■ TASK TO CARRY OUT ■
Reproduce the material word for word; the images stay out.

■ INPUT RECORDS ■
------------------------------------------------------------
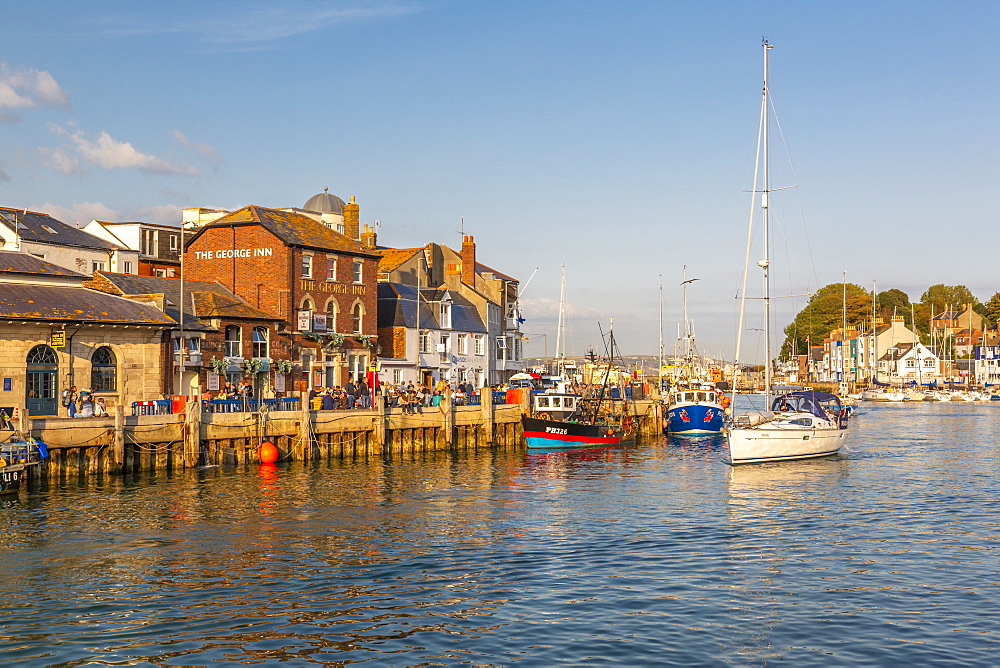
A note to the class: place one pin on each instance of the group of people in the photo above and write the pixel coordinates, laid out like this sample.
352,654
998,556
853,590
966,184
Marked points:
81,403
355,394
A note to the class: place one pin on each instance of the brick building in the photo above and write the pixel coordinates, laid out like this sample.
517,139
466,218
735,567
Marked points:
320,282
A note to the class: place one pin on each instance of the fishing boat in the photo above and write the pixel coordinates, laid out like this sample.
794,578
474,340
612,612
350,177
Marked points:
694,405
561,418
798,426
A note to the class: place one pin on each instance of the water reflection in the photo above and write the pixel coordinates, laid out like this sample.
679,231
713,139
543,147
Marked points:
886,554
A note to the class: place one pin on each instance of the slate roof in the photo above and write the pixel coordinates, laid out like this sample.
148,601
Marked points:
25,263
202,299
397,308
294,229
76,304
32,228
392,258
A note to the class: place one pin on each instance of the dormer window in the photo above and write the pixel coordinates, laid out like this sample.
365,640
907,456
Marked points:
445,315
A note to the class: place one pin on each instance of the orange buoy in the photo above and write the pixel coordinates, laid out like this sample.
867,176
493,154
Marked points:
267,452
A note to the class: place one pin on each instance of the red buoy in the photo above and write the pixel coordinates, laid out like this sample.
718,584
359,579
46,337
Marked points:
267,452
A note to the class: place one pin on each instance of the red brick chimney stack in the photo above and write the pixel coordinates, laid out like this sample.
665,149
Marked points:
368,237
469,261
352,220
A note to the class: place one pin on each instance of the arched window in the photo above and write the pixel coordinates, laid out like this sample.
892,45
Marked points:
------------------------------------------------------------
■ TASK RESULT ■
A note to the class: place one pin on each instance of the group of people in the photo above and write the pixel coordinates, laid out like this sample.
352,654
998,556
853,590
966,184
Marked points:
81,403
355,394
A note to the class: place one pin on each instance of the brick building in the photo above and write the pixel coordinates, laid out like this sample.
517,139
466,218
735,567
Marked points:
320,282
A note to the class: place one pin on each instance of the fishing boat in the photo above and write the pixel coordinates, laid out like this sample.
794,578
474,340
612,612
350,177
Marked points:
694,405
561,418
798,426
A note to the class: place one pin on each instance of the water reflection in the photo above and write the pixel coordinates, laid out like this sample.
679,231
713,139
543,147
Marked points:
886,554
A note to the class: place one pin on each instance of the slate roof in the photo above and write the pixel coordinates, laid out like this sample.
148,601
Marked points:
25,263
202,299
397,308
294,229
76,304
32,228
392,258
A note to the class: place one pin on each instance of the dormer window in the photo above and write the pixel coordinates, laid out like this sample.
365,640
907,456
Marked points:
445,315
A note to the class: place one pin on each instance of the orange buoy in the photo above and write the pixel coordinates, laid out like this sample.
867,176
493,154
Marked points:
267,452
A note to the class: place one pin on each instance of the red buoy in the photo above and write the pixel coordinates, laid out like this sample.
718,584
359,579
46,337
Marked points:
267,452
A note to the class: place one pin on each instance of the red brick chimney stack in the photo above and write the pixel coordinates, laid out like this sample.
665,149
Marked points:
368,237
469,261
352,220
A note to the class: place one pin on each instance of the arched window in the photo above and write the pixel coordinates, laid out like this sample.
892,45
Marked points:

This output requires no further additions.